Heretic  is the third novel in The Grail Quest series by English author Bernard Cornwell, first published in 2003. Set during the first stage of the Hundred Years' War, the novel follows Thomas of Hookton's quest to find the Holy Grail, a relic which may grant decisive victory to the possessor.

Plot summary

Heretic begins with a bloody battle outside Calais in 1347, a short time before the city fell to the English. The sympathetic Thomas of Hookton is bending every sinew at the service of his master, the Earl of Northampton; after risking his life time and again, Thomas finds himself commissioned to track down the most sacred relic in Christendom, the Holy Grail. He travels to Gascony, seat of power of his nemesis, Guy Vexille. With his cunning, Thomas is able to take control of a fictional fortress town and there meets Genevieve, a local woman about to be burned at the stake for witchcraft. Thomas saves her, however the action costs him dearly for he is later excommunicated. As he realises he is losing respect and approval amongst his men, Thomas is forced to abandon the fastness and begins journeying through Gascony with Genevieve. Rejoining with his band of archers later in the plot, Thomas conducts a fierce guerrilla war against Vexille, and yearns for a face-to-face encounter. But then Thomas is routed and finds his campaign in shreds, facing the twin enemies of the church and the plague.

## [Data supplied]
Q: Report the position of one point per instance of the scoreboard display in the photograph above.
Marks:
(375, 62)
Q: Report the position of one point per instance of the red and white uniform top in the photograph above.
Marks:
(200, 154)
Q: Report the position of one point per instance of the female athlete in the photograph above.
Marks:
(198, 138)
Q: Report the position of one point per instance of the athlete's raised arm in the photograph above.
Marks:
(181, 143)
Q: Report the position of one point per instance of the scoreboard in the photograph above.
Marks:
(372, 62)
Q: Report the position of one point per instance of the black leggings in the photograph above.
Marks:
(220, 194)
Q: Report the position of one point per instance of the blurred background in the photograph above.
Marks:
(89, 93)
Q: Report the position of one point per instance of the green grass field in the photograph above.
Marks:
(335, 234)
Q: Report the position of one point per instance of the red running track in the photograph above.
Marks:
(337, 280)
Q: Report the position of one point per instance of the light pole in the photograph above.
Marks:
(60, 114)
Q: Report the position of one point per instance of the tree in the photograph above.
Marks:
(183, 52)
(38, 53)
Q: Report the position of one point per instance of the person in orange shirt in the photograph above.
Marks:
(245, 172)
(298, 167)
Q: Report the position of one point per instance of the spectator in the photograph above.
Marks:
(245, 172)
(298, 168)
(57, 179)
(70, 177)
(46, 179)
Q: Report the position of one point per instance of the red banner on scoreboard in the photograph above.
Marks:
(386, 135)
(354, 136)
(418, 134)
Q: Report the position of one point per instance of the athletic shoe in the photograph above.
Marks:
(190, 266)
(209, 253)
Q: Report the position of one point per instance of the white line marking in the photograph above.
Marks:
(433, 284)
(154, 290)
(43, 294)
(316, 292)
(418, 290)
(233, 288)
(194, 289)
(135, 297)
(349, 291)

* * *

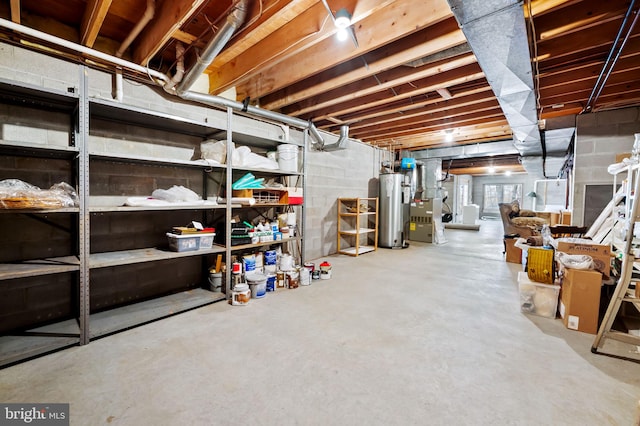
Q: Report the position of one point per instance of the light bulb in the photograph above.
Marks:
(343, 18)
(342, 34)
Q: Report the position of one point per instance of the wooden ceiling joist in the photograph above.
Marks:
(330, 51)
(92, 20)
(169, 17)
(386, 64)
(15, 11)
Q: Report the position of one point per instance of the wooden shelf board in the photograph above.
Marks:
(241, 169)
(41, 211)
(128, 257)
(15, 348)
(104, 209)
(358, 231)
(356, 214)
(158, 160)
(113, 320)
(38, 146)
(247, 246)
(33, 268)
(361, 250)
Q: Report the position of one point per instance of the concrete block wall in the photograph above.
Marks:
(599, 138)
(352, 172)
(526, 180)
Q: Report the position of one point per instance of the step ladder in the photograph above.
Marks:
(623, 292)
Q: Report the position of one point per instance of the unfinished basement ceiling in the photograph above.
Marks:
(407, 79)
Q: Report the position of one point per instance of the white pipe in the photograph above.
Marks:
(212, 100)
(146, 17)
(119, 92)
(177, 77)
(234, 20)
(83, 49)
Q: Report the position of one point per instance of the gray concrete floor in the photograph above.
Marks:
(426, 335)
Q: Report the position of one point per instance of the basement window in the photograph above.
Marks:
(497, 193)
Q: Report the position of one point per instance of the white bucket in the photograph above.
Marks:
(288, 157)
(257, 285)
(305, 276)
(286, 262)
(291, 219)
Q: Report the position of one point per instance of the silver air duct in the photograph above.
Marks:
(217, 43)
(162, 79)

## [Exercise requirements]
**A)** According to the plot summary of Heretic, in what year and near which city does the novel's opening battle take place?
**B)** Gather every line of the records that contains the string "concrete", treating uppercase and lowercase letters as different.

## [Outputs]
**A)** The opening battle takes place outside Calais in 1347.

**B)**
Q: Report the position of one point per instance of the concrete block wall in the photograph above.
Q: Report the position of one point per instance of the gray concrete floor in the photograph above.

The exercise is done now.